## BEGIN Provided records
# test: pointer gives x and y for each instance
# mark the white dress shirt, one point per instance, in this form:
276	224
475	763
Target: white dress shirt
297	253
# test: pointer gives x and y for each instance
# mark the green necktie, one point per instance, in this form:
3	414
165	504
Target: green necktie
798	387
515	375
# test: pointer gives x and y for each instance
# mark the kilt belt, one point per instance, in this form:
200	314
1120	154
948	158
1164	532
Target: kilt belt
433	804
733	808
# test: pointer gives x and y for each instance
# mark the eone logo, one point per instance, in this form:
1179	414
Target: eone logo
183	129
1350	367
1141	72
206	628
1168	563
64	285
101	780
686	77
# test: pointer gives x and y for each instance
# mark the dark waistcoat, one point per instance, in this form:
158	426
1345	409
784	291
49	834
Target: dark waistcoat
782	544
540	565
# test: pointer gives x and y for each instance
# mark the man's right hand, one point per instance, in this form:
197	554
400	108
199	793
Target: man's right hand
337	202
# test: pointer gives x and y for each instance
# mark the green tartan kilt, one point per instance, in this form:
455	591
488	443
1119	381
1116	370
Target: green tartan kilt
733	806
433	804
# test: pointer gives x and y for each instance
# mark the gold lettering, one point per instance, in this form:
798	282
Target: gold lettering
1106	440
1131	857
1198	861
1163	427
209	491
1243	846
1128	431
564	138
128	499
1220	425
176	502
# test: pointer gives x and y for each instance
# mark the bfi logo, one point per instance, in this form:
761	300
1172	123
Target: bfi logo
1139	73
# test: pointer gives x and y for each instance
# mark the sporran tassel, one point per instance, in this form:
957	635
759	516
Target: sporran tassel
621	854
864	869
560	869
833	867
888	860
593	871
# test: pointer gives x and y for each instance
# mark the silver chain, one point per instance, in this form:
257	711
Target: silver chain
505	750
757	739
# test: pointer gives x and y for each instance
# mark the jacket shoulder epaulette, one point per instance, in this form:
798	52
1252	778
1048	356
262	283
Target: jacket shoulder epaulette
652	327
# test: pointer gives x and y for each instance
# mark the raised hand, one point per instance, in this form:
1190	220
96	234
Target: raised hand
## END Provided records
Written instruction ▸ Write out the entries in full, exactly as given.

The solution ▸
# test: pointer gives x and y for each instance
# mark the white dress shirt, one point per instance, in this form:
276	224
475	763
Target: white dress shirt
297	253
# test: pointer gives x and y for each instance
# mark the green necktie, one point per instance, in this form:
3	414
165	504
Target: green necktie
798	387
515	375
# test: pointer gives x and y for each instance
# mark the kilt belt, one point per instance, in this form:
200	314
1120	154
948	158
1164	532
Target: kilt belt
433	804
733	808
# test: pointer gives x and y for each instance
# mark the eone logo, one point per instance, in this form:
1179	414
Target: eone logo
183	129
1350	367
1141	72
206	628
1168	563
64	285
101	780
686	77
# test: pointer gives x and y for each instance
# mark the dark waistcoat, one point per instance, in this form:
158	426
1345	409
784	291
49	834
Target: dark waistcoat
782	544
540	565
# test: pointer gives x and y for each instance
# mark the man's right hand, one point per instance, in this form:
197	554
400	108
199	793
Target: man's right hand
337	202
# test: pointer gives x and y for each instance
# mark the green tartan kilt, one point per instance, in this form:
455	591
488	443
1119	381
1116	370
Target: green tartan kilt
733	806
433	804
# test: pointer gives x and y for each instance
# mark the gold lettering, one point per instance, in this form:
798	282
Target: gold lettering
1106	440
1131	857
1198	861
1163	427
209	491
1243	846
1128	431
564	138
128	499
1220	425
176	502
# test: pointer gives x and y for each instance
# mark the bfi logo, one point per instance, in this form:
761	300
1172	123
Target: bfi logo
1139	73
# test: pointer gives x and y for each instance
# mark the sporran tassel, one point per instance, in this form:
957	635
759	516
Target: sporran tassel
621	854
864	869
560	869
833	867
888	860
593	871
# test: pointer gives x and y for each instance
# mark the silver chain, one point per instance, in this form:
257	711
Target: silver chain
505	750
757	739
# test: pointer gives x and y for each instance
# mark the jacket shoulder epaulette, one point per instance, in this form:
798	52
1252	778
1048	356
262	283
Target: jacket shoulder epaulette
652	327
# test: pointer gives x and y for each instance
# mark the raised hand, one point per instance, in this form:
1190	220
96	234
Target: raised hand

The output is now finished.